> Exercise details: Copy every line of the entries below, from the line containing "like [[321, 186]]." down to the end of the entries, with the requests included. Multiply each point coordinate in the answers by 2.55 and round to whole numbers, halves up, leaving the sample pairs inside the requests unchanged.

> Entries for pointing to named objects:
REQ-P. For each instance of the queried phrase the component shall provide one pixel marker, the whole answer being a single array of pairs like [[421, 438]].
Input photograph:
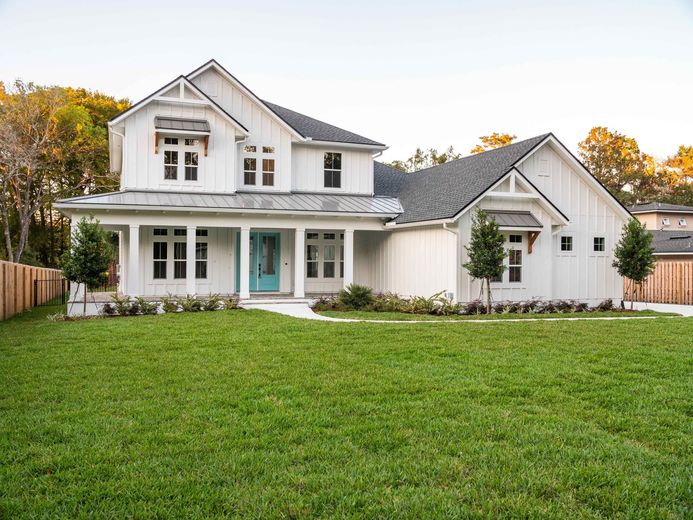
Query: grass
[[250, 414], [402, 316]]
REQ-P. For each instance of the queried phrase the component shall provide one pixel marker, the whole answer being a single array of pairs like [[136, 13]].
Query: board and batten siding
[[417, 261], [144, 169], [308, 170], [264, 129], [583, 274]]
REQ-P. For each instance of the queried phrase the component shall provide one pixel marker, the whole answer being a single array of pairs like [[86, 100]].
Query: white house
[[222, 192]]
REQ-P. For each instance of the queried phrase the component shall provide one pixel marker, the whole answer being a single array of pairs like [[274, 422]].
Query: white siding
[[144, 169], [411, 262], [582, 275], [264, 129], [308, 170]]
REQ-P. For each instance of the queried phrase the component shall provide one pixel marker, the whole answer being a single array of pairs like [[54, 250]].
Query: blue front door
[[264, 261]]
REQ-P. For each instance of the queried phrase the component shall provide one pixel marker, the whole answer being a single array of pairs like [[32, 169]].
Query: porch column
[[348, 257], [299, 263], [133, 270], [244, 290], [190, 239]]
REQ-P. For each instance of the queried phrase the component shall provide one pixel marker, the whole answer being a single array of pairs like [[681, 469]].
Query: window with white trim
[[566, 243], [333, 169], [181, 152]]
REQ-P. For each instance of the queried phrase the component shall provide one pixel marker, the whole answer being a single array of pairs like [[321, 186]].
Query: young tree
[[87, 260], [486, 252], [495, 140], [634, 255], [425, 159]]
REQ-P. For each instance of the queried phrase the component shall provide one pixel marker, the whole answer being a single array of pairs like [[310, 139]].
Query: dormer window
[[333, 170], [254, 158]]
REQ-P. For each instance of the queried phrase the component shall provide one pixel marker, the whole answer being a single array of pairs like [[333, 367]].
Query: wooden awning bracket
[[531, 237]]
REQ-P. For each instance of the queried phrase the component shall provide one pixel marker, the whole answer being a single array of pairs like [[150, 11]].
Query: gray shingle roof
[[318, 130], [443, 191], [179, 123], [241, 201], [659, 206], [665, 241], [522, 219]]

> Exercise output:
REQ-P. For each instance of the queried phrase the component shall provide one pixel marker, the whole answer being a single array of pairs like [[321, 186]].
Query: young tree
[[222, 663], [1239, 643], [1262, 357], [1617, 650], [1084, 405]]
REQ-P. For each instance of the queried phrase the component shall provide one pixel marker, the whole answer being a single array of pairs like [[310, 139]].
Query: dormer window
[[849, 434], [648, 403]]
REQ-P. For each instance of the queried phrase the component shall provide one pixel marker, the whole answer being a single array of pairs like [[333, 367]].
Query: wooden awning bracket
[[1354, 604]]
REQ-P. For each instance of the queried phrase the component shall provide one pixel marker, the whole answer being a single array of pairs like [[150, 11]].
Query: gray shingle roof
[[811, 332], [1130, 487], [456, 314], [615, 513], [1680, 525], [1696, 615], [1331, 558]]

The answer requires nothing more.